ЗАДАНИЯ »
1. Выпишите всех людей, названных в тексте о показаниях свидетелей по фамилии, в порядке их первого упоминания.
2. Допишите продолжение текста о показаниях свидетелей, начиная сразу после его последнего предложения.

ТЕКСТ ДЛЯ ЧТЕНИЯ »
Базовый массив собранных доказательств обвинения покоился на показаниях свидетелей. Внешне здесь всё было чётко и логично, даже слишком чётко и логично. Внимание привлекли протоколы допросов проведённых Тихомировым - монолитные, грамотно скомпонованные тексты с подписями соответствующих свидетелей. Если Сахаров задавал вопросы и дословно записывал полученные ответы, то Тихомиров сам составлял от лица свидетеля единый текст, протокол подписывался и подшивался в дело. Оставшиеся верными товарищи рассказали мне о предложенном каждому двухвариантном выборе: или подписать нужные стороне обвинения показания, или самому стать обвиняемым и отправится в тюрьму. Мой старый приятель Вострокнутов отсидел за решёткой девять месяцев только за то, что не стал оговаривать меня, подписывая сочинённый Тихомировым протокол, а занявший такую же позицию Миша Втюрин чудом избежал ареста (впоследствии с парней сняли обвинения и полностью оправдали). Запуганные подростки (в основном, подростки) послушно подписывали бумаги, едва ли отдавая отчёт, в чём они свидетельствуют. Поэтому я рассчитывал, что на судебном заседании свидетели неизбежно запутаются в своих-несвоих показаниях, демонстрируя противоречия между реально известной им информацией и информацией содержащейся в составленных Тихомировым протоколах.
Некоторые показания показались забавными. Например, один свидетель сообщил, что наше знакомство состоялось в буддийском храме Калачакры (самый большой европейский буддийский дацан, Санкт-Петербург), где я жил в 2001-02 годах, вероятно совмещая руководство экстремистским сообществом с духовной практикой, устремлённой к достижению нирваны по методу религиозного течения дхог-чен. Другой рассказывал о нашей встрече в книжном магазине на Невском проспекте и случайном знакомстве за обсуждением книги Артура Шопенгауэра "Мир как воля и представление". Третий неуёмно восхищался моей эрудицией и глубокими, по его мнению, познаниями в истории, философии, литературе и т. д. и было непонятно, зачем вообще он это рассказал, и какое отношение имеют его показания к уголовному делу.

ФРАГМЕНТЫ ДАННЫХ »
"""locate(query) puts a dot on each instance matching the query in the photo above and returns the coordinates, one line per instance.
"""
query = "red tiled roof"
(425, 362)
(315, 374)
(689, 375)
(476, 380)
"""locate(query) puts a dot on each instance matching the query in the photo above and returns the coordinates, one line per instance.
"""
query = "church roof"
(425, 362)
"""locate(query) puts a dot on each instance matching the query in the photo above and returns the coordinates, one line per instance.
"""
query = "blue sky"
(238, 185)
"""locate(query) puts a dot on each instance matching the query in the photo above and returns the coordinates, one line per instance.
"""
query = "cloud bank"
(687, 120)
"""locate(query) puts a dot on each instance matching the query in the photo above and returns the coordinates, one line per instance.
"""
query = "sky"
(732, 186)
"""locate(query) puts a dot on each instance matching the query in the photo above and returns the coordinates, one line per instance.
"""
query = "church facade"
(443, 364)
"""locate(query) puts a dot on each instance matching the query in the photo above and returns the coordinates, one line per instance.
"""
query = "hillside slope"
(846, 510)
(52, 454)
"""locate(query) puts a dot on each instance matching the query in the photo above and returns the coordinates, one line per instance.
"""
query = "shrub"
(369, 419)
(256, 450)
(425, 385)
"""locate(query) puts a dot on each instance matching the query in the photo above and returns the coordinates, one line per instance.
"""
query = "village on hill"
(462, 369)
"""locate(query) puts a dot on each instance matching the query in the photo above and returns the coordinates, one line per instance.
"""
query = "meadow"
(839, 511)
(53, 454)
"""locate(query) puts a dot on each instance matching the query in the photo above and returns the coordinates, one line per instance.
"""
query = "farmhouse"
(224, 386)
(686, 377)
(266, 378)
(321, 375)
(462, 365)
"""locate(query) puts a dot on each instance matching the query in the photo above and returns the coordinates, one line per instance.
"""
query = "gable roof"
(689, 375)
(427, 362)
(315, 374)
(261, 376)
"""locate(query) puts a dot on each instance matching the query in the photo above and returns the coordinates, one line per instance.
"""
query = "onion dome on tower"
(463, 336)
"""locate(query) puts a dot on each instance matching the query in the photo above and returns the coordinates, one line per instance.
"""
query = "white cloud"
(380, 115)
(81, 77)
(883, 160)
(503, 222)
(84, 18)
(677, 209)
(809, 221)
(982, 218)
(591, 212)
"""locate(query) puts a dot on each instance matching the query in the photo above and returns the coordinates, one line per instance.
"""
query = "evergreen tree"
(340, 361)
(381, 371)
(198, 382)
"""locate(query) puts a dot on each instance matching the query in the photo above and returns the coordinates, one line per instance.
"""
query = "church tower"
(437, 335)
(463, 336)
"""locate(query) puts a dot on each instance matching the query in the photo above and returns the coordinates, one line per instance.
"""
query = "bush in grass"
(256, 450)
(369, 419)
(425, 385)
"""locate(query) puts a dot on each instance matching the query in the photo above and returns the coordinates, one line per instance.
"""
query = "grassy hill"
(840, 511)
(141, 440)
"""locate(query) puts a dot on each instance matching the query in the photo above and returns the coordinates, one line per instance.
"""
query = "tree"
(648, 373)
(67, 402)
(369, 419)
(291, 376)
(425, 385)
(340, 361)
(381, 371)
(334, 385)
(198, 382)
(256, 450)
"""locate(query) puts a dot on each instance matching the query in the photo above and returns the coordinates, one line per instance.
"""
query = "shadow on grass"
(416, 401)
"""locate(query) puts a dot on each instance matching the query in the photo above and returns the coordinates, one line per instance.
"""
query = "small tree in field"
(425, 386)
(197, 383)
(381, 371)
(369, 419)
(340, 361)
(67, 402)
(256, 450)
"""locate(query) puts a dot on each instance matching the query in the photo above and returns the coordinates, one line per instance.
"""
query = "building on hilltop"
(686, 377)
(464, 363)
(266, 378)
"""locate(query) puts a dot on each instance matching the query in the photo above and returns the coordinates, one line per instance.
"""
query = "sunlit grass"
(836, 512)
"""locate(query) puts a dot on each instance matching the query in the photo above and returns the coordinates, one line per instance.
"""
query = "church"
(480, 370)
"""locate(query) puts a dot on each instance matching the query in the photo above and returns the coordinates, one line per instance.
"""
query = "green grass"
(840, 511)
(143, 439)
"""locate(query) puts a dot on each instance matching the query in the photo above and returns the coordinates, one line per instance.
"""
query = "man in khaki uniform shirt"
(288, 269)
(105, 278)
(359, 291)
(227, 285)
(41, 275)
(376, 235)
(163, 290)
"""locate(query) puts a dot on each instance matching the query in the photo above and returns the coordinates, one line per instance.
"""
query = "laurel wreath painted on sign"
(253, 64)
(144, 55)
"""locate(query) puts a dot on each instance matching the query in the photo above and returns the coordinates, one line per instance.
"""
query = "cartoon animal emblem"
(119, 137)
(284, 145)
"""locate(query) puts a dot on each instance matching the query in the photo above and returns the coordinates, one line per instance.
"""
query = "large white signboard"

ОТВЕТЫ К ЗАДАНИЯМ »
1. Тихомиров, Сахаров, Вострокнутов, Миша Втюрин, Артур Шопенгауэр

2.
Недоумение вызвал текст социогуманитарной экспертизы печатных изданий "Шульц-88". Слишком познавательный и предельно отвлечённый от подлежащих доказыванию в суде обстоятельств текст. Последняя работа Николая Михайловича Гиренко - достаточно известного в определённых кругах деятеля, гармонично смотрелась бы на страницах какого-нибудь культурно-исторического журнала академии наук; для использования в уголовном судопроизводстве работа Гиренко выглядела непригодной. Учёный не поленился разъяснить "истинное" значение скандинавских рун, обрисовал основные аспект учения Елены Петровны Блаватской, высказал свои предположения о местонахождении таинственной Шамбалы, и я с трудом представлял, как текст экспертизы будет зачитан в российском суде, и какую реакцию вызовет.
Присутствие духа не оставило меня и пусть обвинительный приговор был неизбежен, я не собирался отказываться от сопротивления. Мне предстояло выстроить наиболее эффективную линию защиты и убедительно провести её назло ожидающим, что я сломаюсь, врагам. "Мы ещё поборемся, господа судьи! Мы ещё повоюем!" - мысленно повторял я вновь и вновь.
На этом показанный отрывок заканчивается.